• [Enunciado 1] Cita o trecho da entrevista que vai desde "31 de Agosto, 2022" até "em comunidade, diz.", incluindo este último.
• [Enunciado 2] Extrai dos registos todas as linhas em que aparece a palavra "steel".

++++ Trecho citado ++++

“Quando as pessoas se agrupam para tentar resolver um problema, surgem ideias interessantes”

31 de Agosto, 2022
O Artéria entrevista a Artéria. Ana Jara, fundadora e actual presidente da associação com o mesmo nome, que põe em diálogo arquitectura, urbanismo, antropologia e produção cultural, também é vereadora em Lisboa. Mas foi na condição de pensadora sobre os problemas da capital portuguesa que falou connosco. E também na de arquitecta no ateliê com o mesmo nome. Confuso? Apenas complexo, como as cidades. A solução é sempre trabalhar em comunidade, diz.

Entrevista

Samuel Alemão

Artéria: Esta entrevista nasce de uma coincidência e de uma irritação. A vossa irritação com o nosso nome. Gostava que me falasse um bocado do porquê da escolha deste nome, Artéria.

Ana Jara: Nunca foi irritação. Foi talvez uma coincidência interessante, porque o nome Artéria nasceu com uma associação que se formou há 10 anos em Lisboa, num contexto muito diferente e em que era necessário falar dessa maneira. O contexto era a cidade degradada, a necessidade de reabilitação urbana, a crise que abalou o país em 2010/2011, que paralisou muitas actividades, inclusivamente a actividade que a maioria das pessoas que fundaram a Artéria tinham, que era a arquitectura. De uma forma muito taxativa, importa dizer que a Artéria nasceu num momento em que a arquitectura era necessária para resolver alguns problemas. Nomeadamente, os problemas existentes no sítio onde a Artéria nasceu, que é aqui na Baixa, entre a Baixa e a Mouraria. Se nos lembrarmos, tudo isto, há dez anos, tinha muito que se lhe dizer.

++++ Dados de entrada ++++

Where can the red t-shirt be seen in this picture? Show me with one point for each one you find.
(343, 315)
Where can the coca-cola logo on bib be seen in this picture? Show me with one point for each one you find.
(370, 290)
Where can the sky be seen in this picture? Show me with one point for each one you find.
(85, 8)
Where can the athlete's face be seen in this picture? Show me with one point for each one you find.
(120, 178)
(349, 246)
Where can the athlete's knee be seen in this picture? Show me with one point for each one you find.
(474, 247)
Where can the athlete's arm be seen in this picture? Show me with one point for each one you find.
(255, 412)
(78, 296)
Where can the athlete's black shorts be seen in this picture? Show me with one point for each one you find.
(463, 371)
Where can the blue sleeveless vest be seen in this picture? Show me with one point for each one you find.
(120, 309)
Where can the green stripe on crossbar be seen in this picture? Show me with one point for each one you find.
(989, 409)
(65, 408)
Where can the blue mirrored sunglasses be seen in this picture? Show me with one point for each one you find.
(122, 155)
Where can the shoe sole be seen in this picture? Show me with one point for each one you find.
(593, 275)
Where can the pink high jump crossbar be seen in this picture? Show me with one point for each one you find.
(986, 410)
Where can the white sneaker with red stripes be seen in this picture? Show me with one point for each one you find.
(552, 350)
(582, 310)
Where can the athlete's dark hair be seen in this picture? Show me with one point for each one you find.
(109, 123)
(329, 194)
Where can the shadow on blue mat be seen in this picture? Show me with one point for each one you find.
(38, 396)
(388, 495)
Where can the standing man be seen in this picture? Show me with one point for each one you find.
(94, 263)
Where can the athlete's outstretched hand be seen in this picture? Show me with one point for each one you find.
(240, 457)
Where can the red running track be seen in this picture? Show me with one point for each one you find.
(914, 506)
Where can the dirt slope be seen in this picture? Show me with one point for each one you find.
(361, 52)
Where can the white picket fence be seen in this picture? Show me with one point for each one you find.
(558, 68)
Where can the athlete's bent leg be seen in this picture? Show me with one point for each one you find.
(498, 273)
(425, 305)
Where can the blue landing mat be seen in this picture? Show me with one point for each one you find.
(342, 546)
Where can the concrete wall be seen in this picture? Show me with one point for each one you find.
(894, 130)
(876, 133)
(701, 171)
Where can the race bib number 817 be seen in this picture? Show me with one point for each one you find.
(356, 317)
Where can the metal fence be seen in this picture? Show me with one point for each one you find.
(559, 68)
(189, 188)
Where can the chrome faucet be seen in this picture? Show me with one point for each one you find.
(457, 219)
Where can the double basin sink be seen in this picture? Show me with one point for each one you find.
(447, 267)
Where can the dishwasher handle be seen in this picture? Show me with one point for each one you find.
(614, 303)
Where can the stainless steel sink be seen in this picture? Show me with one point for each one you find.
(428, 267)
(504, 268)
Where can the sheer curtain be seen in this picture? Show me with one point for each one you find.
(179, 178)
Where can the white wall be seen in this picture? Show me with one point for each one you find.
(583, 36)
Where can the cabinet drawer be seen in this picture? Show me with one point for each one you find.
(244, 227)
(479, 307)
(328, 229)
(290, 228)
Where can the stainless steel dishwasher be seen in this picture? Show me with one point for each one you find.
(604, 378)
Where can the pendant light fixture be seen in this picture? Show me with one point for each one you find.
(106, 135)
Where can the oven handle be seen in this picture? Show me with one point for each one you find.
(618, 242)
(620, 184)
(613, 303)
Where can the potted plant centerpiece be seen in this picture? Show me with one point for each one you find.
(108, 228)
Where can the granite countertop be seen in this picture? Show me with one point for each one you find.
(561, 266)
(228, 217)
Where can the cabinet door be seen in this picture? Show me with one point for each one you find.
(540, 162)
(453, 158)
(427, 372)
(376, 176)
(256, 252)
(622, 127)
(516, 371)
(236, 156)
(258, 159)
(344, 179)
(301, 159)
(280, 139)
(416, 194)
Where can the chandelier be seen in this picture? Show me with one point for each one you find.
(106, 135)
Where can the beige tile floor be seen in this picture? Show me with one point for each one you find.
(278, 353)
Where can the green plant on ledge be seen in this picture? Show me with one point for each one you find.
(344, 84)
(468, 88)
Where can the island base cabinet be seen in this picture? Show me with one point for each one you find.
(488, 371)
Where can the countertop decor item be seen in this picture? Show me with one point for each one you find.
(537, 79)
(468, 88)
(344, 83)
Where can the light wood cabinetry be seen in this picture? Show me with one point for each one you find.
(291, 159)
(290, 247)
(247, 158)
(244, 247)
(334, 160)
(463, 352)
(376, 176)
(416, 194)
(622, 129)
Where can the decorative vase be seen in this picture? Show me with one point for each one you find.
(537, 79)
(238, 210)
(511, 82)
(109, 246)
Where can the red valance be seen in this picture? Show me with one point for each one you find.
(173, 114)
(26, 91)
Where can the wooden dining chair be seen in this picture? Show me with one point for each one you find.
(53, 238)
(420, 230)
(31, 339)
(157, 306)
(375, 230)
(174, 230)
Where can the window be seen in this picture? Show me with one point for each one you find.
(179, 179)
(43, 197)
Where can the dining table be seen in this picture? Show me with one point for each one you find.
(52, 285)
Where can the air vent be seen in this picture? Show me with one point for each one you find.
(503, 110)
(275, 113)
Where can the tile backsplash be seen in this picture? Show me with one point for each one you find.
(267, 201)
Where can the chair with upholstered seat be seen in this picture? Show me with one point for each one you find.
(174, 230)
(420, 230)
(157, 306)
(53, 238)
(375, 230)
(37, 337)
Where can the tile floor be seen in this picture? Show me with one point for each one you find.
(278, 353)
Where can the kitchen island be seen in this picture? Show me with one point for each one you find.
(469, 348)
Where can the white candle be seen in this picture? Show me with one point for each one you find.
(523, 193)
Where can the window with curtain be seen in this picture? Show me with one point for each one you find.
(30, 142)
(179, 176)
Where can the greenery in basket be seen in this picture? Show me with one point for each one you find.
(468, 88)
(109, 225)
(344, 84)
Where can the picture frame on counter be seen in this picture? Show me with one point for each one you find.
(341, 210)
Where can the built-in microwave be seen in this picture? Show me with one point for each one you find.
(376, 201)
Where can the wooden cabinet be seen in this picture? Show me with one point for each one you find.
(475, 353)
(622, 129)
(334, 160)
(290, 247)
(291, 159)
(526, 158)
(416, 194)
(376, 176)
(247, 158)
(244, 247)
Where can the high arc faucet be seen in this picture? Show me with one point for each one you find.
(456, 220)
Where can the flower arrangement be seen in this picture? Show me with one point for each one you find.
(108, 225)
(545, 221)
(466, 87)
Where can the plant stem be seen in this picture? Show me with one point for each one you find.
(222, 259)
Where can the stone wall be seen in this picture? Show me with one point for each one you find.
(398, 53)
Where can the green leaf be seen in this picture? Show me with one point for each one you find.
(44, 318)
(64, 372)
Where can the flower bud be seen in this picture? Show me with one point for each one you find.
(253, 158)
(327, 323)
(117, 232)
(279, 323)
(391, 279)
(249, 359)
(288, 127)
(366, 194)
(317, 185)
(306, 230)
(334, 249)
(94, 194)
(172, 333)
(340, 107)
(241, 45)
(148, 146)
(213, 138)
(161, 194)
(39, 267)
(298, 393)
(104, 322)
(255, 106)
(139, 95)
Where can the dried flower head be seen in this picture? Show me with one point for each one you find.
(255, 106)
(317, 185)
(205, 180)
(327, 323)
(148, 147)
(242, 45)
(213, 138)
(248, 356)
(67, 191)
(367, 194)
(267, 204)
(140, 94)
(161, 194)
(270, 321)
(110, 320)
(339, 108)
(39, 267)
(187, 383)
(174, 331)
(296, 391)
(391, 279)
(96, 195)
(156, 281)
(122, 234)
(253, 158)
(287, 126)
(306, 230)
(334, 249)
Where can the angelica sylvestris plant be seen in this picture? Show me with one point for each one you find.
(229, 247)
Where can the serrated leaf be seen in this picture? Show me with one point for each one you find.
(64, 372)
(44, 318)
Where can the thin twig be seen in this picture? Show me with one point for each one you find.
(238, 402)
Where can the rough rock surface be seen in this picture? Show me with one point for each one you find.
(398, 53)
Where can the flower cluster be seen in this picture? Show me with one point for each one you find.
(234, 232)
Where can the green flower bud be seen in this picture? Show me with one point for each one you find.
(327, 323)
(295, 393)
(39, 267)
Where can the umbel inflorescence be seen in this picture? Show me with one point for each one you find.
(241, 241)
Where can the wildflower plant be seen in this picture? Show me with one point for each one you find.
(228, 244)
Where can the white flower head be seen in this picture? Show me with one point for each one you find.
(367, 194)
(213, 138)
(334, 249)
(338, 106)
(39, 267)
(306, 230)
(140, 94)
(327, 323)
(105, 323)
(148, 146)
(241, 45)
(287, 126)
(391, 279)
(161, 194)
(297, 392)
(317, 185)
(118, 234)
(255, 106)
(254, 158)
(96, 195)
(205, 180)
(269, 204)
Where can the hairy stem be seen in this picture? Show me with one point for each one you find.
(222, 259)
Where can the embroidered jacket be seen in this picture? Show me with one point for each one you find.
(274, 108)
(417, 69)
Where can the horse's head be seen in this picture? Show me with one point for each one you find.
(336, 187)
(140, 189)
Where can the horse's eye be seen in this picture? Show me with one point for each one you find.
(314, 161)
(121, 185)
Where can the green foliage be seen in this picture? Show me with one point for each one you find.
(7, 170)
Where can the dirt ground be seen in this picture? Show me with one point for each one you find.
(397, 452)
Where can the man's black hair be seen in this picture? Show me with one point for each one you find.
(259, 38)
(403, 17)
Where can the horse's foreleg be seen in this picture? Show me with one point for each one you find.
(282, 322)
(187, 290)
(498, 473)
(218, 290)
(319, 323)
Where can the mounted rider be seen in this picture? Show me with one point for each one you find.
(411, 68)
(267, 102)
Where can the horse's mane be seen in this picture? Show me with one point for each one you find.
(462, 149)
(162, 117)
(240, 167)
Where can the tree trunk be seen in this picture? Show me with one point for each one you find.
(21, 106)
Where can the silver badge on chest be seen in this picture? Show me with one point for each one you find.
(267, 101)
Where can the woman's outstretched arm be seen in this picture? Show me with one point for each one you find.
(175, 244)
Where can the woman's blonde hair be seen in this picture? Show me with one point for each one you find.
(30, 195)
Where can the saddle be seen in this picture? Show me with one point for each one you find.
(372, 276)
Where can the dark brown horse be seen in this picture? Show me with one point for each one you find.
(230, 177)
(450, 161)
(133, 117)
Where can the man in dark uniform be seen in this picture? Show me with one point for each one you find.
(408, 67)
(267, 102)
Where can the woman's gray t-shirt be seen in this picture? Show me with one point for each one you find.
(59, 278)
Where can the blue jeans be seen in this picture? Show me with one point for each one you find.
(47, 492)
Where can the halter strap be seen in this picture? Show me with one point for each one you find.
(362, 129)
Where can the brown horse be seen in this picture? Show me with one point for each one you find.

++++

• [Resposta final 1]
31 de Agosto, 2022
O Artéria entrevista a Artéria. Ana Jara, fundadora e actual presidente da associação com o mesmo nome, que põe em diálogo arquitectura, urbanismo, antropologia e produção cultural, também é vereadora em Lisboa. Mas foi na condição de pensadora sobre os problemas da capital portuguesa que falou connosco. E também na de arquitecta no ateliê com o mesmo nome. Confuso? Apenas complexo, como as cidades. A solução é sempre trabalhar em comunidade, diz.

• [Resposta final 2]
Where can the stainless steel sink be seen in this picture? Show me with one point for each one you find.
Where can the stainless steel dishwasher be seen in this picture? Show me with one point for each one you find.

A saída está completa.